ASSIGNMENT: Using the line that has "the cow horn" as the starting point, print each line to the end of the material below word for word. Add no other lines.

=== Section Start ===

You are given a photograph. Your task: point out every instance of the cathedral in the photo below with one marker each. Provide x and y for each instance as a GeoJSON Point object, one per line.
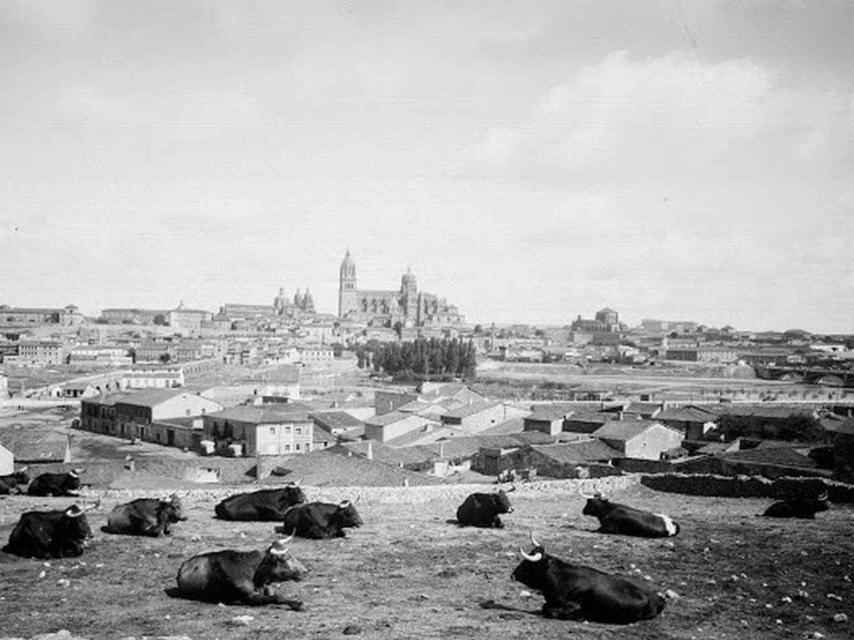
{"type": "Point", "coordinates": [410, 307]}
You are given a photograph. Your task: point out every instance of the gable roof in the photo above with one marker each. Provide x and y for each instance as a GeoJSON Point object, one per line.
{"type": "Point", "coordinates": [590, 450]}
{"type": "Point", "coordinates": [263, 414]}
{"type": "Point", "coordinates": [470, 409]}
{"type": "Point", "coordinates": [688, 413]}
{"type": "Point", "coordinates": [627, 429]}
{"type": "Point", "coordinates": [336, 420]}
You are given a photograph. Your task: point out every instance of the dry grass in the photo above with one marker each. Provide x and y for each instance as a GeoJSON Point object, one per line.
{"type": "Point", "coordinates": [409, 573]}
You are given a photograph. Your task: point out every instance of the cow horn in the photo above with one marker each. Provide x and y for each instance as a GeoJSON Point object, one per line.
{"type": "Point", "coordinates": [587, 496]}
{"type": "Point", "coordinates": [279, 547]}
{"type": "Point", "coordinates": [536, 557]}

=== Section End ===

EXERCISE ANSWER:
You are given a photograph. Your task: point out every instance of the cow horn in the photo above with one marker each. Provide x and y for each instance as a GeoJSON Point object, one per line.
{"type": "Point", "coordinates": [587, 496]}
{"type": "Point", "coordinates": [279, 547]}
{"type": "Point", "coordinates": [536, 557]}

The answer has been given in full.